Your assignment: Search the listing below for "detect". Copy each matching line.

----------------------------------------

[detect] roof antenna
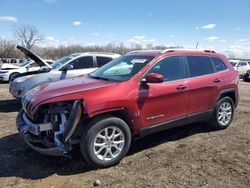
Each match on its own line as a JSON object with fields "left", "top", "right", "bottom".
{"left": 196, "top": 41, "right": 199, "bottom": 49}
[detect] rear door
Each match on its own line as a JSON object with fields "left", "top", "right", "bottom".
{"left": 96, "top": 56, "right": 113, "bottom": 67}
{"left": 138, "top": 55, "right": 189, "bottom": 128}
{"left": 185, "top": 55, "right": 222, "bottom": 115}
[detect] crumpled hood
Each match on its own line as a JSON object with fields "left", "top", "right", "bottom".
{"left": 26, "top": 75, "right": 117, "bottom": 106}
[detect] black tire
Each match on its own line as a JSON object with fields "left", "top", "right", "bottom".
{"left": 80, "top": 116, "right": 131, "bottom": 168}
{"left": 9, "top": 72, "right": 20, "bottom": 82}
{"left": 243, "top": 74, "right": 250, "bottom": 82}
{"left": 209, "top": 97, "right": 234, "bottom": 130}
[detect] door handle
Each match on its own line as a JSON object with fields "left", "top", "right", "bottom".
{"left": 176, "top": 85, "right": 187, "bottom": 90}
{"left": 213, "top": 78, "right": 221, "bottom": 83}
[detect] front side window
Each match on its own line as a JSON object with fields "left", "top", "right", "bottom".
{"left": 51, "top": 56, "right": 74, "bottom": 69}
{"left": 211, "top": 57, "right": 228, "bottom": 72}
{"left": 69, "top": 56, "right": 93, "bottom": 69}
{"left": 90, "top": 55, "right": 154, "bottom": 82}
{"left": 187, "top": 56, "right": 214, "bottom": 77}
{"left": 147, "top": 56, "right": 186, "bottom": 82}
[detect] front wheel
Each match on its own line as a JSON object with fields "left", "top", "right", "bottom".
{"left": 243, "top": 74, "right": 250, "bottom": 82}
{"left": 9, "top": 72, "right": 20, "bottom": 82}
{"left": 80, "top": 116, "right": 131, "bottom": 168}
{"left": 209, "top": 97, "right": 234, "bottom": 130}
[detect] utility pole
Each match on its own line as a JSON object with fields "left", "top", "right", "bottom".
{"left": 196, "top": 41, "right": 199, "bottom": 49}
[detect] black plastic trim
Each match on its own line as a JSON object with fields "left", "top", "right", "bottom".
{"left": 139, "top": 111, "right": 212, "bottom": 138}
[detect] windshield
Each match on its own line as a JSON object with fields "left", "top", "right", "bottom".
{"left": 19, "top": 60, "right": 33, "bottom": 67}
{"left": 50, "top": 56, "right": 74, "bottom": 69}
{"left": 90, "top": 55, "right": 154, "bottom": 82}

----------------------------------------

Result for this task:
[detect] roof antenna
[detect] rear door
[detect] crumpled hood
[detect] black tire
[detect] door handle
[detect] front side window
[detect] front wheel
[detect] utility pole
[detect] black plastic trim
[detect] windshield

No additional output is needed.